Exercise instructions:
Look below for the lines from the one with "Description: loch water" to the one with "Description: bridge railing", and copy exactly those lines, both ends included.

====== Study material

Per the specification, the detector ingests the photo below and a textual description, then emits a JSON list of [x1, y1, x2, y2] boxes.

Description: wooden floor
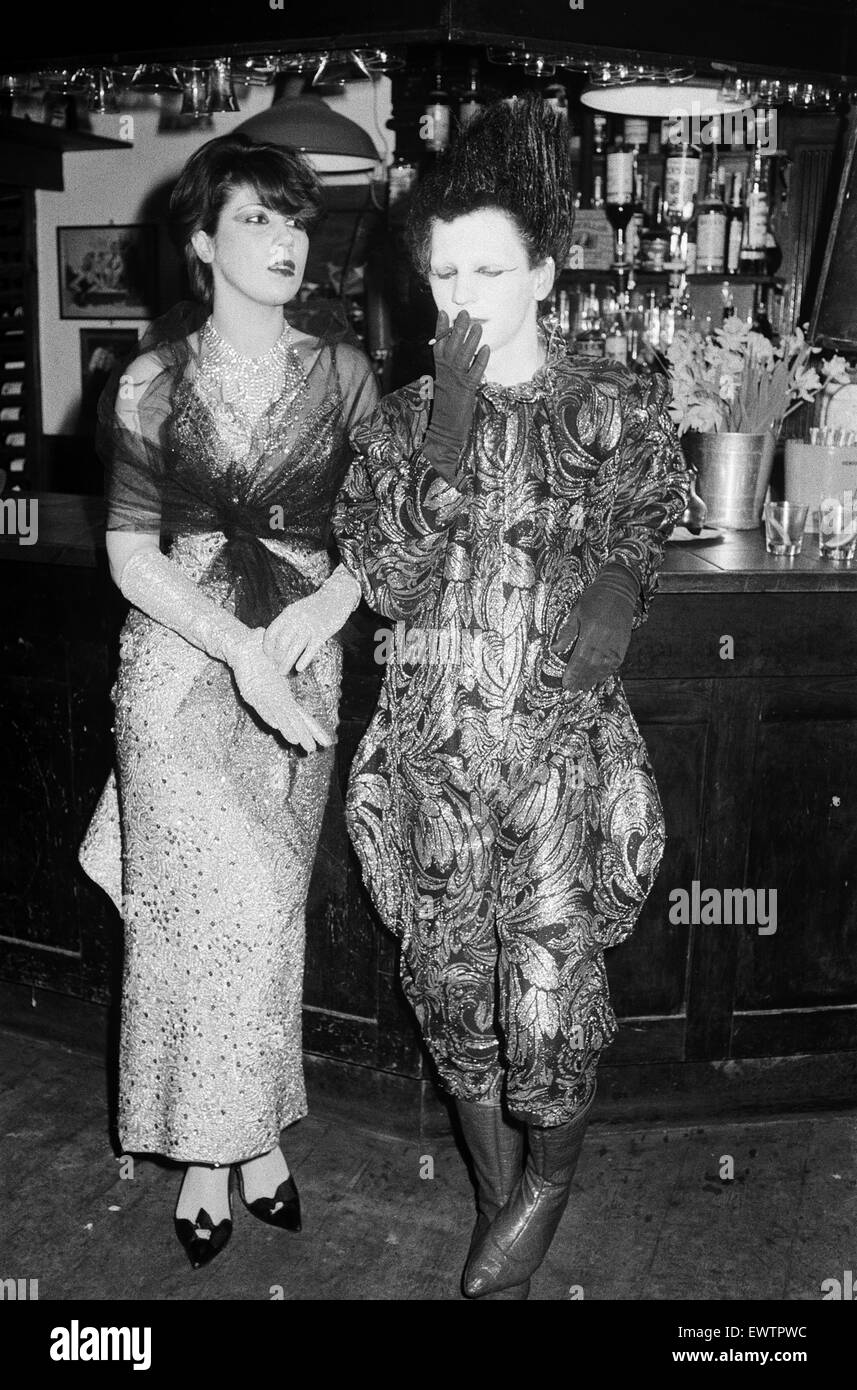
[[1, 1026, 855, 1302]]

============
====== Study material

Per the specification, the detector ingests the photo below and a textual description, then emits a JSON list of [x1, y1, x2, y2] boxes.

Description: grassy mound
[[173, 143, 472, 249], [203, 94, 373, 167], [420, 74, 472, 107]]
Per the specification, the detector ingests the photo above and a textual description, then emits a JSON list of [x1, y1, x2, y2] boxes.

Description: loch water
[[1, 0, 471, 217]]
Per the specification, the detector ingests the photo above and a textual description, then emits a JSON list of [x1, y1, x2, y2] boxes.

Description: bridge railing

============

Response below:
Description: loch water
[[1, 0, 471, 217]]
Per the specification, the detector ingests the photo above and a textual description, then emits a JSON list of [x1, y1, x2, y2] boxes.

Description: bridge railing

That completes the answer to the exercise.